### Assigned task 1:
In the budgeting article below, rewrite the paragraph beginning "Developing a budget or forecast" as a short bulleted list that keeps its main facts.
### Assigned task 2:
Answer these questions from the budgeting article below:
(a) What do too many CFOs do with existing templates?
(b) What is a budget at its worst?
(c) What two things can hamper the leap from the ordinary to the outstanding?

### Reading text:
******************************

A little refinement goes a long way: new thinking and new tools can refine the budgeting and forecasting process to make it more productive and more insightful.

AuthorHoule, Chris
PositionBUDGETING/FORECASTING

As in any profession, it's easy for financial executives to get into a rut. Yet, in order to provide the true insight needed to boost business performance, it's important to break out of old habits in budgeting and forecasting. Too many CFOs rely on rote procedures by plugging new numbers into existing templates without stopping to consider: will this model answer my fundamental business questions correctly?

Answering this vital question certainly will improve the performance of any business, and will enable CFOs to fulfill their true purpose as the leading executives responsible for financial decision-making within an organization. Financial executives should take a step back and consider whether their budgets and forecasts provide true business insight and support informed decision-making.

Developing a budget or forecast can be a routine exercise or an inspirational process. At its best, a forecast enables financial managers to provide an accurate and timely framework for business insight and improvement. At its most common, it is a historical document tracking monies spent and earned with a nod toward anticipated changes.

At its worst, however, a budget is a stagnant document in which errors and misassumptions are unquestioned and allowed to go forward. The leap from the ordinary to the outstanding can be hampered both by processes and the toolsets used. A responsible financial executive will execute control over both of these factors.

******************************

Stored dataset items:
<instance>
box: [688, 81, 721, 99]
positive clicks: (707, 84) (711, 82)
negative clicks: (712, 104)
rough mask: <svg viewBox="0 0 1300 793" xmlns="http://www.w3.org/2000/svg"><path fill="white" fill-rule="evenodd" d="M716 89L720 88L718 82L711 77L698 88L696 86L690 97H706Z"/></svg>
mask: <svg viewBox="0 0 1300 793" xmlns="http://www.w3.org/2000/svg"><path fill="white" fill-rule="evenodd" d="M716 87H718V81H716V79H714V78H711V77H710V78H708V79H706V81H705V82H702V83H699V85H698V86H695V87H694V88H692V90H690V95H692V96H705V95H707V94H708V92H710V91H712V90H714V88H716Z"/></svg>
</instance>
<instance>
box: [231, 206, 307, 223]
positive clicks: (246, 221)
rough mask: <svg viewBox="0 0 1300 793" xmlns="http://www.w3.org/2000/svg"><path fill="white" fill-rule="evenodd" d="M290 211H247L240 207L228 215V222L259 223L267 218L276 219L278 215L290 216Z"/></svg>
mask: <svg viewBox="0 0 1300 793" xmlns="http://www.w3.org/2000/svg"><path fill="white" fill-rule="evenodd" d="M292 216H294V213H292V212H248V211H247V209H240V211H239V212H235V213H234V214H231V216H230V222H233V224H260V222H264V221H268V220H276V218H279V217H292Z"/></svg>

******************************

### Task answer 1:
- A budget or forecast can be developed as a routine exercise or as an inspirational process.
- At its best, a forecast gives financial managers an accurate, timely framework for business insight and improvement.
- Most commonly, it is a historical document that tracks money spent and earned, with a nod toward anticipated changes.

### Task answer 2:
(a) They plug new numbers into existing templates without stopping to consider whether the model will answer their fundamental business questions correctly.
(b) A stagnant document in which errors and misassumptions are unquestioned and allowed to go forward.
(c) The processes and the toolsets used.